Without the pictures, copy the entries below word for word.

--- DATA EXCERPTS ---

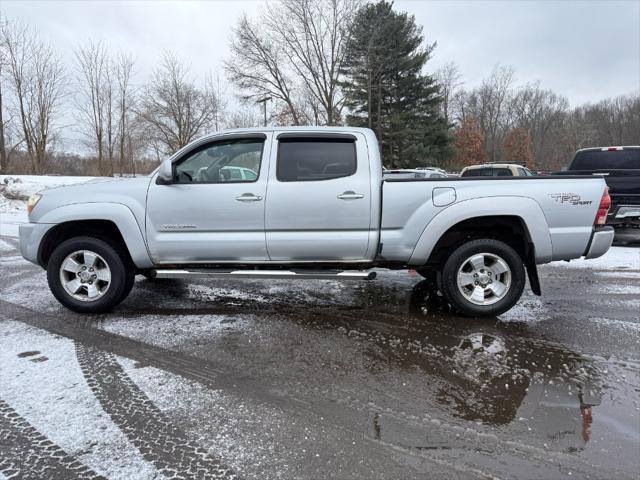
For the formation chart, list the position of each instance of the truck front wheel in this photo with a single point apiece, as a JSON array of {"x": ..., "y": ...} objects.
[
  {"x": 89, "y": 275},
  {"x": 483, "y": 278}
]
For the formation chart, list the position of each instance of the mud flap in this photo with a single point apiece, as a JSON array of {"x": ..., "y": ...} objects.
[{"x": 532, "y": 272}]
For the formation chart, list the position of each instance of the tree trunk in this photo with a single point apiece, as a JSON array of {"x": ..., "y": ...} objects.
[{"x": 3, "y": 152}]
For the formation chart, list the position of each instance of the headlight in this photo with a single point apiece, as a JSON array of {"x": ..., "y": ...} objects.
[{"x": 33, "y": 200}]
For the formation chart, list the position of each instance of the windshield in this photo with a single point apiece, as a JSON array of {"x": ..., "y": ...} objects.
[{"x": 606, "y": 160}]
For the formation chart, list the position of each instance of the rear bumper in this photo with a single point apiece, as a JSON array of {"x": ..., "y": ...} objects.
[
  {"x": 601, "y": 240},
  {"x": 622, "y": 215}
]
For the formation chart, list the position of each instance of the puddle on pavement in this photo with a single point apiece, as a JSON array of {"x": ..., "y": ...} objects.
[{"x": 485, "y": 371}]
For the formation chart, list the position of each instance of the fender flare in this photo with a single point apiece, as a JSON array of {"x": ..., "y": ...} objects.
[
  {"x": 118, "y": 213},
  {"x": 527, "y": 209}
]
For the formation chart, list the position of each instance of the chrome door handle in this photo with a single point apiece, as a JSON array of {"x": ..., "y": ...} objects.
[
  {"x": 350, "y": 195},
  {"x": 248, "y": 197}
]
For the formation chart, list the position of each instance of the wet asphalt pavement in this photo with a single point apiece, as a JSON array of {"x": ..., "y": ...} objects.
[{"x": 320, "y": 379}]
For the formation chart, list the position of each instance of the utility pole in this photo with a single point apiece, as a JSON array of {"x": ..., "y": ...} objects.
[{"x": 263, "y": 101}]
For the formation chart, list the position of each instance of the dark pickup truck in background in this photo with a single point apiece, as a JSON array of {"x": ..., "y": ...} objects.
[{"x": 620, "y": 167}]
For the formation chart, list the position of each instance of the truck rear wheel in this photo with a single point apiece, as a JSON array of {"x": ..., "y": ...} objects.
[
  {"x": 89, "y": 275},
  {"x": 483, "y": 278}
]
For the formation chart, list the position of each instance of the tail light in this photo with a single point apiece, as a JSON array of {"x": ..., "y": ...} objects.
[{"x": 603, "y": 208}]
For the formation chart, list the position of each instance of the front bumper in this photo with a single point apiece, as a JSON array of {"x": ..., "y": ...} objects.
[
  {"x": 31, "y": 235},
  {"x": 601, "y": 240}
]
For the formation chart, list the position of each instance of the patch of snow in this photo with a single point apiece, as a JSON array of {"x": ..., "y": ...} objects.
[
  {"x": 618, "y": 274},
  {"x": 230, "y": 426},
  {"x": 22, "y": 186},
  {"x": 9, "y": 222},
  {"x": 622, "y": 258},
  {"x": 173, "y": 330},
  {"x": 53, "y": 396},
  {"x": 621, "y": 289},
  {"x": 631, "y": 327},
  {"x": 529, "y": 310}
]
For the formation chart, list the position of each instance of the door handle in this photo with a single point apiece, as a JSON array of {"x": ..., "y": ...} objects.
[
  {"x": 350, "y": 195},
  {"x": 248, "y": 197}
]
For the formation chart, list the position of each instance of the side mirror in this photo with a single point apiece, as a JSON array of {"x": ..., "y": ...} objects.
[{"x": 165, "y": 173}]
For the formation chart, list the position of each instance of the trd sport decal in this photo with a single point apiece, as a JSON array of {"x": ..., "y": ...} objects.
[{"x": 569, "y": 198}]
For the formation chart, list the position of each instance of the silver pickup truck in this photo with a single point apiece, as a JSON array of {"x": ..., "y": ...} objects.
[{"x": 309, "y": 202}]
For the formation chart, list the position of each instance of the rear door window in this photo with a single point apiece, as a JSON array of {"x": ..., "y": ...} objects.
[{"x": 315, "y": 159}]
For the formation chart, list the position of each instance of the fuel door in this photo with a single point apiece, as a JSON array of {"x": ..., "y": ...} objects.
[{"x": 443, "y": 196}]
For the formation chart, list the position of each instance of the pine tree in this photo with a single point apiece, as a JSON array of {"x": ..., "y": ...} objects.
[{"x": 386, "y": 90}]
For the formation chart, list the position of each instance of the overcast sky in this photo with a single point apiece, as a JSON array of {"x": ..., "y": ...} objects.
[{"x": 584, "y": 50}]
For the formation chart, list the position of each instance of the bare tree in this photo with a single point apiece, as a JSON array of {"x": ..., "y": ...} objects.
[
  {"x": 123, "y": 70},
  {"x": 175, "y": 110},
  {"x": 95, "y": 103},
  {"x": 314, "y": 36},
  {"x": 257, "y": 66},
  {"x": 449, "y": 80},
  {"x": 36, "y": 80},
  {"x": 539, "y": 112},
  {"x": 490, "y": 105},
  {"x": 294, "y": 57},
  {"x": 3, "y": 63}
]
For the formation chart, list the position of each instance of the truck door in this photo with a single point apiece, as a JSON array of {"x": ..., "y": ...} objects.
[
  {"x": 214, "y": 209},
  {"x": 318, "y": 200}
]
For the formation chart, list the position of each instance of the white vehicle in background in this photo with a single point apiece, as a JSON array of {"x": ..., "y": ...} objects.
[
  {"x": 413, "y": 173},
  {"x": 496, "y": 170}
]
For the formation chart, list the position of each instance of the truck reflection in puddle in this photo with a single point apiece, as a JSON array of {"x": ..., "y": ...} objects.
[{"x": 495, "y": 375}]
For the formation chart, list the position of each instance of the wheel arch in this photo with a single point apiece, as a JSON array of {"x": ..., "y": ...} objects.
[
  {"x": 114, "y": 222},
  {"x": 518, "y": 221}
]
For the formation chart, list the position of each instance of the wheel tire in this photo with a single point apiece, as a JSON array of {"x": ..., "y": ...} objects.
[
  {"x": 458, "y": 263},
  {"x": 121, "y": 274}
]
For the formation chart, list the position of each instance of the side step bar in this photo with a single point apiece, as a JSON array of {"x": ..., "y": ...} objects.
[{"x": 264, "y": 274}]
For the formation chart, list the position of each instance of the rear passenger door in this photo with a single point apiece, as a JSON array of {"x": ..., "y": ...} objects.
[{"x": 318, "y": 198}]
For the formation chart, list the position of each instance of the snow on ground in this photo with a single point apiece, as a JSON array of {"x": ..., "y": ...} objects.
[
  {"x": 22, "y": 186},
  {"x": 42, "y": 381}
]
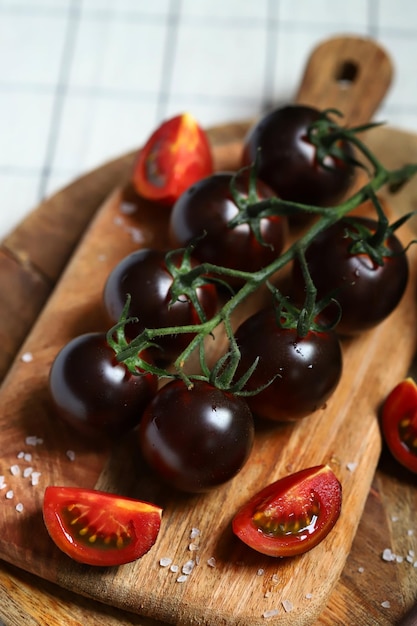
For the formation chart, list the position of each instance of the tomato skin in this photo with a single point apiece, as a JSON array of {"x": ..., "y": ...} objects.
[
  {"x": 175, "y": 156},
  {"x": 311, "y": 497},
  {"x": 124, "y": 529},
  {"x": 94, "y": 393},
  {"x": 309, "y": 368},
  {"x": 367, "y": 292},
  {"x": 196, "y": 439},
  {"x": 399, "y": 423},
  {"x": 287, "y": 161},
  {"x": 207, "y": 207},
  {"x": 144, "y": 275}
]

---

* **RESPONSE**
For the formation chart, list the position of each instance of the truck front wheel in this photo with a single point apiece, as a JSON array of {"x": ..., "y": ...} objects.
[
  {"x": 89, "y": 275},
  {"x": 483, "y": 278}
]
For the formation chart, list the position of each instance of the mud flap in this photo with a single point apiece, as a JSON array of {"x": ..., "y": ...} objects.
[{"x": 532, "y": 272}]
For the formation chart, list the position of each instance of the tree trunk in this photo with a single point apiece, as a JSON array of {"x": ..., "y": ...} objects.
[{"x": 3, "y": 152}]
For the formation chart, list the position of each instance of the headlight in this photo with a single point apiece, as a JSON array of {"x": ..., "y": ...} objects.
[{"x": 33, "y": 200}]
For the formation chart, list the position of each instance of the windshield in this photo with a single point apiece, as a JSON array of {"x": ..., "y": ...} objects.
[{"x": 606, "y": 160}]
For the formation chart, list the position of each instance of the rear bumper in this photo with a single point apiece, as a JSON array of {"x": ..., "y": ...} objects.
[
  {"x": 601, "y": 240},
  {"x": 622, "y": 215}
]
For the formation chart, list the position of each instance of the puddle on pavement in this photo with a single point apiece, as a JSON array of {"x": ..., "y": ...} objects.
[{"x": 485, "y": 371}]
For the formation chart, list the position of each instance of the fender flare in this photo with a single point apiece, as a JSON array of {"x": ..., "y": ...} objects.
[
  {"x": 118, "y": 213},
  {"x": 527, "y": 209}
]
For the formation chart, list the position of each instance of the chrome door handle in this photo with a single point apiece, as a JSON array of {"x": ..., "y": ...} objects.
[
  {"x": 350, "y": 195},
  {"x": 248, "y": 197}
]
For the formation chart, list the position of each instance of the wet asphalt pavement in this photo with a single point apiece, as a JSON array of {"x": ..., "y": ...} objects.
[{"x": 320, "y": 379}]
For the formation chart, list the position of each instance of the utility pole in this photo with a single point apiece, as a JSON array of {"x": ..., "y": ...} objects.
[{"x": 263, "y": 101}]
For the formation chart, list the position of each instance of the dark pickup truck in background in this photo with a single point apiece, as a JSON array of {"x": ..., "y": ...} objects.
[{"x": 620, "y": 167}]
For the formation chart, list the position of each instance of the truck rear wheel in this photo with a single point apiece, as a JSON array of {"x": ..., "y": ...} objects.
[
  {"x": 89, "y": 275},
  {"x": 483, "y": 278}
]
For the formation chart, list the position of each instance of the tail light in this photo with a single point apiece, as a JSON array of {"x": ..., "y": ...} objects.
[{"x": 603, "y": 208}]
For the formation chart, list the position of each instance of the front bumper in this photo with a single point apiece, as a JSON array of {"x": ..., "y": ...} objects.
[
  {"x": 31, "y": 235},
  {"x": 601, "y": 240}
]
For the formation chart, list the position of each instance of the patch of snow in this photo with a single point apiece, as a JSON array of {"x": ..., "y": ...} objects.
[
  {"x": 618, "y": 274},
  {"x": 230, "y": 426},
  {"x": 22, "y": 186},
  {"x": 9, "y": 222},
  {"x": 622, "y": 258},
  {"x": 173, "y": 330},
  {"x": 53, "y": 396},
  {"x": 621, "y": 289},
  {"x": 631, "y": 327},
  {"x": 529, "y": 310}
]
For the formation chart, list the position of each instance of the door handle in this photo with a single point apiece, as a JSON array of {"x": ..., "y": ...} objects.
[
  {"x": 350, "y": 195},
  {"x": 248, "y": 197}
]
For the formation chart, list the position of each instance of the side mirror in this photo with a single point apiece, as a JSON array of {"x": ..., "y": ...} objects.
[{"x": 165, "y": 173}]
For the formation chart, list the position of each instance of the trd sport decal in this photo with a single point apiece, as a JSON array of {"x": ..., "y": ...} objects.
[{"x": 569, "y": 198}]
For the formation chart, list the position of each instance of the silver pickup truck in this photo with a single point apiece, as a JSON array of {"x": ..., "y": ...} objects.
[{"x": 309, "y": 202}]
For the formation chart, list the position of each instance of the rear door window in this photo with a single point apiece, as a JSON array of {"x": ..., "y": ...} objects.
[{"x": 315, "y": 159}]
For the formation chart, list the position of each instance of the fuel door in this photo with a single point apiece, as a JSON array of {"x": ..., "y": ...} objects.
[{"x": 443, "y": 196}]
For the formation chart, list the position of each instance of the pine tree in this photo with a single point apiece, as a JSON array of {"x": ..., "y": ...} objects.
[{"x": 386, "y": 90}]
For the formation chart, list the position of each instance of the overcast sky in this photo with a single point apiece, as a JSON array of {"x": ..., "y": ...} objects.
[{"x": 584, "y": 50}]
For the formation chart, list the position of each instance of the bare tree in this photo with a single point apiece, as a JSON array of {"x": ..., "y": ...} objects.
[
  {"x": 123, "y": 70},
  {"x": 175, "y": 110},
  {"x": 95, "y": 103},
  {"x": 314, "y": 36},
  {"x": 257, "y": 66},
  {"x": 449, "y": 80},
  {"x": 36, "y": 80},
  {"x": 539, "y": 112},
  {"x": 490, "y": 105},
  {"x": 294, "y": 57},
  {"x": 3, "y": 63}
]
For the formation chart, list the position of each instance of the truck door in this photo with a single point apiece, as a JSON array of {"x": ..., "y": ...} objects.
[
  {"x": 214, "y": 209},
  {"x": 318, "y": 200}
]
For the formation chart, list the position of each instance of the white vehicle in background in this photo with a single point apiece, as a JSON array of {"x": ..., "y": ...} objects.
[
  {"x": 413, "y": 173},
  {"x": 496, "y": 170}
]
For the formation chart, list the position of each instance of the truck reflection in puddle in this photo with a single point apiece, as a JSON array of {"x": ..., "y": ...} objects.
[{"x": 495, "y": 375}]
For the formation chart, list the position of each instance of the wheel arch in this photo with a single point apiece, as a JSON array of {"x": ..., "y": ...} objects.
[
  {"x": 114, "y": 222},
  {"x": 518, "y": 221}
]
For the formation chart, list the position of each instance of the wheel tire in this photo with a single point apiece, as a JSON array of {"x": ..., "y": ...} objects.
[
  {"x": 458, "y": 263},
  {"x": 121, "y": 274}
]
For the formation chart, list the position of each instance of the side step bar in this photo with a single point apiece, as a JSON array of {"x": ..., "y": ...} objects.
[{"x": 264, "y": 274}]
For the formation chart, list the position of each instance of the rear passenger door in this photo with a single point apiece, as a JSON array of {"x": ..., "y": ...} objects.
[{"x": 318, "y": 198}]
For the formation chart, list the position of each instance of the snow on ground in this photo with a single point apiece, as a JSON array of {"x": ..., "y": ...} objects.
[
  {"x": 22, "y": 186},
  {"x": 42, "y": 381}
]
For the formation chart, list the position of each instance of the tomato skin in this photo with a single point apiece, as a JSON array of {"x": ..., "y": ...} objects.
[
  {"x": 175, "y": 156},
  {"x": 311, "y": 497},
  {"x": 124, "y": 529},
  {"x": 94, "y": 393},
  {"x": 309, "y": 368},
  {"x": 367, "y": 292},
  {"x": 196, "y": 439},
  {"x": 399, "y": 423},
  {"x": 287, "y": 161},
  {"x": 207, "y": 207},
  {"x": 144, "y": 275}
]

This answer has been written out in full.